BEGIN RECORD EXCERPTS

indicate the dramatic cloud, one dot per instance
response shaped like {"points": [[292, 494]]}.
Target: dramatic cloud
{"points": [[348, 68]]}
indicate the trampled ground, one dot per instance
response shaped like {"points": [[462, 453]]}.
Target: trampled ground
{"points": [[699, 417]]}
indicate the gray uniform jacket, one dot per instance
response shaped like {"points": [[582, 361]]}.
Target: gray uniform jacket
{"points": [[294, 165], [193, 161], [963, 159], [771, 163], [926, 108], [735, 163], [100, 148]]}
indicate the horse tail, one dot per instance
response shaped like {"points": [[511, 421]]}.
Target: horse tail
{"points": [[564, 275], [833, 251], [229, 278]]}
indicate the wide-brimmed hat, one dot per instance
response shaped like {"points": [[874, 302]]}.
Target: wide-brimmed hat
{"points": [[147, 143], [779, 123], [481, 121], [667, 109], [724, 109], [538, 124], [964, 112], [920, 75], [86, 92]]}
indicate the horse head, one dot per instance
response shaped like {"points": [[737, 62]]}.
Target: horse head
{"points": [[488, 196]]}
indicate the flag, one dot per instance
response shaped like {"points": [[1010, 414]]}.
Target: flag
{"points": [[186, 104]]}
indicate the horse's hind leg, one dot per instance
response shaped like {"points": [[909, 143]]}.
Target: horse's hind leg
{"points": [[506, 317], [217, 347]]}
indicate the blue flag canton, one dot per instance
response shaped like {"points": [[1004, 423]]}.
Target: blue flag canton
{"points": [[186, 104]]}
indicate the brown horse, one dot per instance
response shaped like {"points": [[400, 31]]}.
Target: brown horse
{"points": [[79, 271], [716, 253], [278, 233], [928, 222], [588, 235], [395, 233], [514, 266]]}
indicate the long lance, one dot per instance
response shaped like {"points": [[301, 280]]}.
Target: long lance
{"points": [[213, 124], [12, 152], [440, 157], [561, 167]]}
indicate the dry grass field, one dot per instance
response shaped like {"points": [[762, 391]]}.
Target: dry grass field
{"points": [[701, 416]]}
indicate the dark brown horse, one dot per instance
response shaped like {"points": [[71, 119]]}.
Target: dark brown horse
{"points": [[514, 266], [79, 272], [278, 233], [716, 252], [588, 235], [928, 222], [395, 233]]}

END RECORD EXCERPTS

DIRECTIONS FOR THIS TASK: Repeat the records exactly, including every line.

PROBLEM SOLUTION:
indicate the dramatic cloud, one dot per instance
response shaped like {"points": [[292, 494]]}.
Target: dramatic cloud
{"points": [[348, 68]]}
indicate the trampled ground, one dot per instance
response shaped like {"points": [[462, 453]]}.
Target: trampled ground
{"points": [[699, 417]]}
indicate the gray uniform jacket, one dot per instance
response shaped like {"points": [[582, 361]]}.
Target: gray uniform jacket
{"points": [[294, 165], [193, 161], [963, 159], [771, 163], [926, 108], [735, 163], [100, 148]]}
indicate the horse tail, one dot per instance
response shaped like {"points": [[511, 421]]}.
Target: horse tail
{"points": [[564, 275], [833, 251], [229, 278]]}
indicate the wide-brimmed hat, one dot per instance
response shaped like {"points": [[874, 302]]}.
Target: wide-brimmed hat
{"points": [[147, 143], [779, 123], [481, 121], [667, 109], [724, 109], [538, 124], [964, 112], [920, 75], [86, 92]]}
indicate the horse head, one dot per instance
response shaped like {"points": [[737, 62]]}.
Target: horse head
{"points": [[488, 196]]}
indicate the flag, one dot per instance
response shaped like {"points": [[1010, 414]]}.
Target: flag
{"points": [[186, 104]]}
indicate the horse's hind leg, one dot per instance
response shaped like {"points": [[909, 143]]}.
Target: horse's hind leg
{"points": [[506, 317], [217, 347]]}
indicate the blue flag canton, one dot per instance
response shaped like {"points": [[1004, 423]]}.
Target: blue flag canton
{"points": [[186, 104]]}
indicate the brown horse, one dot per instance
response shaped like {"points": [[400, 31]]}.
Target: brown horse
{"points": [[79, 271], [716, 253], [278, 233], [928, 222], [588, 235], [395, 233], [514, 266]]}
indicate the long lance, one dot per instance
response shaped like {"points": [[301, 280]]}.
Target: long lance
{"points": [[213, 124], [12, 152], [440, 157], [561, 167]]}
indicate the dry grass field, one dot per instance
response shaped like {"points": [[762, 391]]}.
Target: dry grass field
{"points": [[701, 416]]}
indicate the dark brown horse, one dot per instance
response shaped like {"points": [[71, 119]]}.
Target: dark brown horse
{"points": [[514, 266], [79, 272], [278, 233], [716, 252], [588, 235], [928, 222], [395, 233]]}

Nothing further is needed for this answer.